» Fragmento:

+ + +

28 ene 2024 . Actualizado a las 09:58 h.

El último mono. De esta forma tan coloquial, denominaba un periodista de Noticiero de Vigo a los emigrantes que eran timados a varias bandas antes de embarcar en el puerto de Vigo con destino a sus nuevos futuros más allá del Atlántico. La calificación, carente de tono despectivo, se argumentaba con la situación que se planteaba cuando los pasajeros embarcaban. Hasta avanzada la década de los años cuarenta, el puerto de Vigo careció de muelles de embarque para pasajeros. Los barcos fondeaban a varios metros de distancia de tierra firme y los pasajeros eran transportados en gabarras y botes.

El 30 de octubre de 1912, el periódico Noticiero de Vigo reflejaba la situación de una forma muy gráfica, y un poco cómica, aunque el asunto no tuviera mucha gracia y, menos todavía, para aquellas gentes, que abandonaban sus tierras y que contaban con el dinero justo para emprender tan largo y aventurado viaje.

+ + +

» Tarea 1: Ordena como lista numerada las líneas de las entradas que van desde la que contiene "pixel 403 120." hasta la que contiene "pixel 23 398", ambas incluidas. Omite las líneas en blanco.

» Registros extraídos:
+ + +

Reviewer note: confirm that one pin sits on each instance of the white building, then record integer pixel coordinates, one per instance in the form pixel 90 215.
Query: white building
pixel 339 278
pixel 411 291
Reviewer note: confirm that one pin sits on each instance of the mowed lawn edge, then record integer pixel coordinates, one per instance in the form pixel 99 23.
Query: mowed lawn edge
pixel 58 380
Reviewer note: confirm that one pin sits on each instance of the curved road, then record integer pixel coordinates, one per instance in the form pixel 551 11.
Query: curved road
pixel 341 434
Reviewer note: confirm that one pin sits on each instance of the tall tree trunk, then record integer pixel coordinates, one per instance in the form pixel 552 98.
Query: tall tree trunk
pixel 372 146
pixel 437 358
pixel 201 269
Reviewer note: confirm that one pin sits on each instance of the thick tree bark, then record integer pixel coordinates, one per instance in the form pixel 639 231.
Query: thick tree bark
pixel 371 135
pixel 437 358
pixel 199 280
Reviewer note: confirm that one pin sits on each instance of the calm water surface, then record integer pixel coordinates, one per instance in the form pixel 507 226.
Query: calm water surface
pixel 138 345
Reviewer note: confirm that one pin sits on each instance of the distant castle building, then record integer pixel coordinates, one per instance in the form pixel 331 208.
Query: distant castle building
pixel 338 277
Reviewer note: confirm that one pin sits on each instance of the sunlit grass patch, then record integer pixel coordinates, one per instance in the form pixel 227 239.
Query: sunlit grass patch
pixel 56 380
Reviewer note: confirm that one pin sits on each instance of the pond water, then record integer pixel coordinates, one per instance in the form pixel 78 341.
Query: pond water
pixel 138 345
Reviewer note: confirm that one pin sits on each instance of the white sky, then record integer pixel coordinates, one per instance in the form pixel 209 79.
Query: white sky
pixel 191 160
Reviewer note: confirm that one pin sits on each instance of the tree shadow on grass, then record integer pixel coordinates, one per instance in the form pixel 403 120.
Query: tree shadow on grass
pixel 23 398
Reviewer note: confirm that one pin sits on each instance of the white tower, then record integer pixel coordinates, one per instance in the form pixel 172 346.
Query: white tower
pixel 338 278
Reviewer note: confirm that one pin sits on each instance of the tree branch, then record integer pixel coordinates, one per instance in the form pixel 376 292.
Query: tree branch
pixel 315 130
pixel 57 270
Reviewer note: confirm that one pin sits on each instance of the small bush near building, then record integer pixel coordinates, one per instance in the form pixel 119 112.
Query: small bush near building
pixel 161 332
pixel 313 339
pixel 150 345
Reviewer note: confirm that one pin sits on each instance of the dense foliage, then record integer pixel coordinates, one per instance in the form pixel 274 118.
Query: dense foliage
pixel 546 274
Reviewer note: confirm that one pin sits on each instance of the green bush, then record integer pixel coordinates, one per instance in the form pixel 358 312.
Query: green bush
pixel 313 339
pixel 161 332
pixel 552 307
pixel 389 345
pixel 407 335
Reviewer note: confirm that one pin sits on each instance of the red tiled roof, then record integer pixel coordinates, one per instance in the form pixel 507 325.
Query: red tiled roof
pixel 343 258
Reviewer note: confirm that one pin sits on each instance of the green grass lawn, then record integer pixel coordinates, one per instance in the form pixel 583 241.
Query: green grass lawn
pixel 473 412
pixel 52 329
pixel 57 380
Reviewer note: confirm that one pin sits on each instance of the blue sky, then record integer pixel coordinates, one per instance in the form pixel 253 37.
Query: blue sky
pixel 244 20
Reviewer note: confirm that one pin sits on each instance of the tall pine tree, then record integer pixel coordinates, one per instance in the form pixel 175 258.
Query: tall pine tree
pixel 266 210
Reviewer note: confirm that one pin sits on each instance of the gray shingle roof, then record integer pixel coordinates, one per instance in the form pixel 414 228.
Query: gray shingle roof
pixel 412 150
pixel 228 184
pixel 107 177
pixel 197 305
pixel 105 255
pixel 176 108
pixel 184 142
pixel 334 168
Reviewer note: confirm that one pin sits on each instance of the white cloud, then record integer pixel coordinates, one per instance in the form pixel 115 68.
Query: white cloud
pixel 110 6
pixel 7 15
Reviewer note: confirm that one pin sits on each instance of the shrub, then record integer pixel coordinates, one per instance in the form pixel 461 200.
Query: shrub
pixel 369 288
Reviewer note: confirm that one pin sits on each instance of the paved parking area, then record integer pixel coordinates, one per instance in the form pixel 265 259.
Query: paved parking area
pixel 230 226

+ + +

» Tarea 2: Retoma el texto sobre el embarque de emigrantes en el puerto de Vigo y continúalo a partir de su última oración.

» Respuesta 1:
1. Reviewer note: confirm that one pin sits on each instance of the tree shadow on grass, then record integer pixel coordinates, one per instance in the form pixel 403 120.
2. Query: tree shadow on grass
3. pixel 23 398

» Respuesta 2:
El periodista en cuestión planteaba una escena en el muelle de Vigo en la que participaban un botero, que era quien conducía el bote de transporte, un empleado de una agencia trasatlántica, un empleado de la Junta Local de Emigración, un cojo (sí, literalmente), algunos marineros y un nutrido grupo de curiosos.

Cada uno de ellos, en aquella discusión -ficticia o no, pero sí publicada en el mencionado periódico_ aportaba su punto de vista de la situación a la que eran sometidos los emigrantes durante ese traslado desde el muelle al barco. El botero se quejaba de que la Comandancia de Marina no les deja trabajar con mal tiempo y, en calma, tampoco. Añadía el periodista que la argumentación del botero iba acompañada de «gruesas blasfemias».

El empleado de la agencia de viajes aseguraba cumplir con su deber, avisando a los emigrantes de que podían ir gratis hasta el barco en el vapor que ponía a su disposición la compañía. «Si después del aviso quieren contratar bote aparte, que lo hagan, pero luego no se llamen a engaño», explicaba.

El engaño del botero

Por su parte, el empleado de la Junta Local de Emigración, entidad que velaba por los intereses de las personas que abandonaban el país, explicaba que los emigrantes tenían derecho al transporte gratuito, pero que, en muchas ocasiones, recibían quejas a bordo de que habían tenido que pagar el viaje hasta los trasatlánticos. El marinero daba, posiblemente, la visión más real del problema. «Lo que ocurre es que los boteros dicen que su bote es el de la compañía; otras veces, he visto contratar la travesía hasta el buque a real por persona y, luego, cobrar a peseta. La culpa es de los boteros y toda de ellos», afirmaba el marinero.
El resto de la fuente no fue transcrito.